Exercise instructions
For each entry, return the text exactly and omit any image.

Material to process
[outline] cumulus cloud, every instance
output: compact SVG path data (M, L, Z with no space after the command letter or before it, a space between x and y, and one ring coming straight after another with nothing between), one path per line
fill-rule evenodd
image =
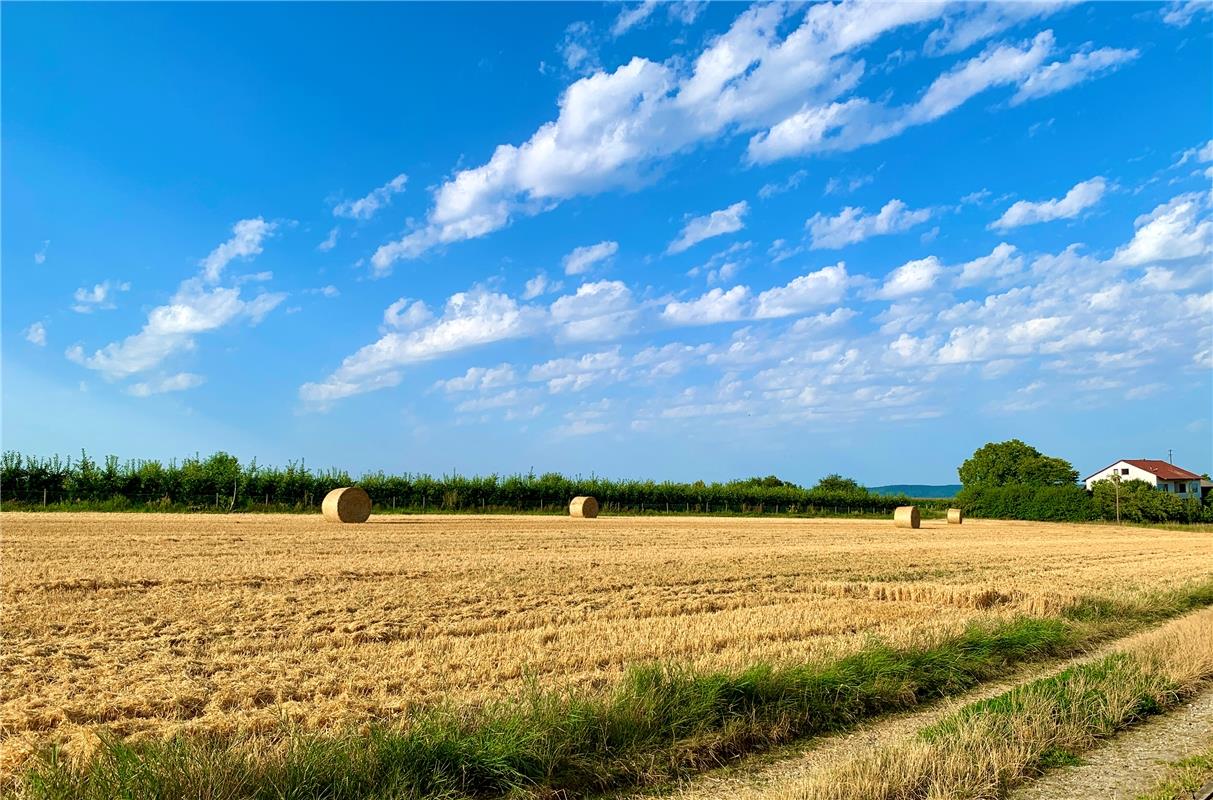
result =
M784 286L759 294L754 316L758 319L787 317L841 302L849 280L846 264L842 261L793 278Z
M536 297L541 297L548 292L558 292L562 285L560 281L549 280L545 273L540 272L526 282L526 286L522 292L522 299L534 300Z
M1011 105L1017 106L1028 100L1035 100L1038 97L1045 97L1077 86L1129 63L1138 55L1137 50L1101 47L1098 50L1075 53L1066 61L1045 64L1034 70L1020 84L1019 91L1011 98Z
M1186 28L1201 14L1213 12L1206 0L1171 0L1162 7L1162 21L1176 28Z
M884 285L876 292L876 297L895 300L925 292L935 285L942 272L943 265L935 256L907 261L889 273Z
M1020 275L1023 267L1023 256L1015 245L1002 242L990 251L988 256L979 256L961 264L956 285L965 287L980 283L999 284Z
M344 200L333 206L333 216L345 217L346 219L368 220L375 216L375 213L379 209L391 204L392 197L404 191L408 180L409 176L401 173L378 189L372 189L365 197L360 197L357 200ZM329 234L329 239L336 243L336 228L333 230L334 233ZM329 245L328 248L323 249L327 250L331 247L332 245Z
M46 347L46 326L35 322L25 329L25 341L38 347Z
M611 25L611 35L616 37L622 36L648 19L656 10L657 0L644 0L639 5L625 6L619 12L619 16L615 17L615 23Z
M565 275L580 275L600 261L611 258L619 252L619 242L599 242L598 244L577 247L564 257Z
M429 306L420 300L401 297L383 311L383 325L396 331L411 331L420 328L434 318Z
M50 239L45 239L42 242L42 246L39 247L37 252L34 253L34 263L35 264L45 264L46 263L46 251L50 248L50 246L51 246Z
M77 314L91 314L97 310L113 310L118 307L113 301L113 292L126 292L130 291L130 288L130 283L126 281L122 283L102 281L91 289L81 287L72 295L72 299L75 300L72 304L72 311Z
M557 298L550 313L561 338L590 341L630 333L638 310L627 284L598 281L583 283L573 294Z
M192 372L178 372L176 375L170 375L167 378L161 378L156 381L143 381L140 383L132 383L127 388L127 394L135 397L151 397L154 394L164 394L166 392L184 392L187 389L193 389L206 383L206 378L201 375L195 375Z
M333 229L329 231L329 235L327 237L325 237L325 240L323 242L321 242L320 244L316 245L316 249L322 253L327 253L329 250L332 250L334 247L337 246L337 236L340 233L341 233L341 227L334 226Z
M216 247L202 260L202 279L207 283L216 283L232 259L250 259L261 255L263 242L273 234L276 227L275 223L266 222L261 217L237 222L232 226L232 238Z
M399 384L401 367L521 338L541 323L541 312L508 295L483 287L459 292L447 300L441 317L413 330L385 333L348 356L325 380L304 384L299 395L309 407L325 408L343 397Z
M499 145L487 162L439 186L424 223L380 247L373 265L383 273L398 259L484 236L568 197L635 186L674 154L849 91L862 74L852 51L944 7L758 5L691 60L637 57L596 71L571 84L557 117L525 142ZM799 24L788 27L795 16ZM578 56L580 67L588 54Z
M735 233L745 227L743 217L750 210L750 204L745 200L734 203L728 208L713 211L702 217L694 217L683 226L678 238L670 242L667 253L681 253L690 247L716 236Z
M1042 200L1038 203L1020 200L1008 208L1001 217L990 223L990 228L1005 231L1021 225L1051 222L1055 219L1072 219L1098 203L1107 189L1108 182L1103 178L1095 177L1075 184L1070 191L1066 192L1065 197L1060 199Z
M1213 252L1213 221L1203 213L1208 204L1207 195L1191 192L1142 214L1133 222L1132 241L1116 251L1113 262L1136 266Z
M462 375L438 381L436 385L445 392L483 392L501 389L517 381L513 365L499 364L496 367L469 367Z
M262 241L274 230L260 217L237 222L233 236L216 247L200 264L197 277L182 281L168 304L153 308L136 334L86 354L81 345L67 350L69 360L97 370L110 379L126 378L159 366L169 356L190 350L195 337L237 320L259 323L276 308L285 294L262 292L245 300L236 286L213 286L234 258L252 258L262 250ZM105 293L101 293L104 295ZM87 297L92 299L94 290ZM79 299L79 298L78 298Z
M1018 84L1053 49L1053 32L1021 45L1000 44L936 78L913 103L890 107L862 97L806 105L769 130L755 134L747 155L754 163L830 151L854 150L948 114L997 86Z
M862 242L872 236L900 233L931 217L931 209L910 209L901 200L890 200L875 214L865 215L862 208L847 206L836 216L814 214L805 223L812 238L812 249L837 249Z
M750 314L750 290L734 286L712 289L694 300L667 303L661 316L674 325L711 325L744 319Z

Exercise result
[outline] cumulus cloud, every instance
output: compact SVG path data (M, L, Z with no space after the command letter or before it, a space between x and y, and one ring coming straight after another with nothing between), one path per line
fill-rule evenodd
image =
result =
M784 286L759 294L754 316L758 319L787 317L841 302L849 280L846 264L842 261L793 278Z
M536 297L541 297L548 292L558 292L562 285L560 281L549 280L545 273L540 272L526 282L526 286L522 292L522 299L534 300Z
M1011 105L1017 106L1028 100L1035 100L1038 97L1045 97L1077 86L1129 63L1138 55L1137 50L1101 47L1098 50L1075 53L1066 61L1045 64L1034 70L1020 84L1019 91L1011 98Z
M1186 28L1201 14L1213 12L1206 0L1171 0L1162 7L1162 21L1176 28Z
M884 285L876 292L876 297L895 300L925 292L935 285L942 272L943 265L935 256L907 261L889 273Z
M1020 275L1023 267L1023 256L1015 245L1002 242L990 251L988 256L979 256L961 264L956 285L965 287L980 283L999 284Z
M344 200L333 206L333 216L345 217L346 219L368 220L375 216L375 213L379 209L391 204L392 197L404 191L408 180L409 176L401 173L378 189L372 189L365 197L360 197L357 200ZM329 234L329 239L336 243L336 228L333 230L334 233ZM329 245L328 248L323 249L327 250L331 247L332 245Z
M46 347L46 326L35 322L25 329L25 341L38 347Z
M611 25L611 35L616 37L622 36L648 19L656 10L657 0L644 0L639 5L625 6L619 12L619 16L615 17L615 23Z
M565 275L580 275L600 261L611 258L619 252L619 242L599 242L598 244L577 247L564 257Z
M429 306L420 300L401 297L383 311L383 325L396 331L411 331L420 328L434 318Z
M50 239L45 239L42 242L42 246L39 247L37 252L34 253L34 263L35 264L45 264L46 263L46 251L50 248L50 246L51 246Z
M77 314L91 314L97 310L113 310L118 307L113 301L113 292L126 292L130 291L130 288L130 283L126 281L122 283L102 281L91 289L81 287L72 295L72 299L75 300L72 304L72 311Z
M557 298L550 313L561 338L590 341L630 333L638 310L627 284L598 281L583 283L573 294Z
M192 372L178 372L176 375L170 375L167 378L161 378L156 381L143 381L140 383L132 383L127 388L127 394L135 397L151 397L154 394L164 394L166 392L184 392L187 389L193 389L206 383L206 378L201 375L195 375Z
M333 229L329 231L329 235L327 237L325 237L325 240L323 242L321 242L320 244L316 245L316 249L322 253L327 253L329 250L332 250L334 247L337 246L337 236L340 233L341 233L341 227L334 226Z
M216 247L202 260L202 279L207 283L216 283L232 259L250 259L261 255L263 242L273 234L276 227L275 223L266 222L261 217L237 222L232 226L232 238Z
M399 384L401 367L521 338L541 323L541 312L508 295L483 287L459 292L447 300L441 317L413 330L385 333L348 356L325 380L304 384L299 395L309 407L325 408L343 397Z
M499 145L487 162L439 186L424 223L380 247L373 265L383 273L398 259L484 236L568 197L635 186L674 154L849 91L862 74L852 51L944 7L758 5L691 60L637 57L596 71L571 84L557 117L525 142ZM799 24L788 27L795 16ZM578 56L580 67L588 54Z
M735 233L745 227L743 217L750 210L750 204L745 200L734 203L728 208L713 211L702 217L694 217L683 226L678 238L670 242L667 253L681 253L690 247L716 236Z
M1042 200L1038 203L1020 200L1008 208L1001 217L990 223L990 228L1005 231L1021 225L1051 222L1055 219L1072 219L1098 203L1107 189L1108 182L1103 178L1095 177L1075 184L1070 191L1066 192L1065 197L1060 199Z
M1213 252L1213 221L1203 213L1208 204L1207 195L1191 192L1142 214L1133 222L1132 241L1116 251L1113 262L1136 266Z
M462 375L438 381L436 385L445 392L483 392L501 389L517 381L513 365L499 364L496 367L469 367Z
M262 241L274 230L260 217L237 222L233 236L216 247L200 264L197 277L182 281L168 304L153 308L136 334L86 354L81 345L67 350L69 360L97 370L110 379L126 378L159 366L169 356L190 350L195 337L237 320L259 323L276 308L285 294L262 292L245 300L236 286L213 286L234 258L252 258L262 250ZM105 293L101 293L104 295ZM87 297L92 299L94 290ZM79 299L79 298L78 298Z
M1018 84L1053 49L1053 32L1021 45L1000 44L936 78L913 103L890 107L862 97L806 105L769 130L755 134L747 155L754 163L830 151L854 150L948 114L997 86Z
M862 242L872 236L900 233L931 217L931 209L910 209L901 200L890 200L875 214L865 215L862 208L847 206L836 216L814 214L805 223L812 238L812 249L837 249Z
M750 314L750 290L734 286L712 289L694 300L667 303L661 316L674 325L711 325L744 319Z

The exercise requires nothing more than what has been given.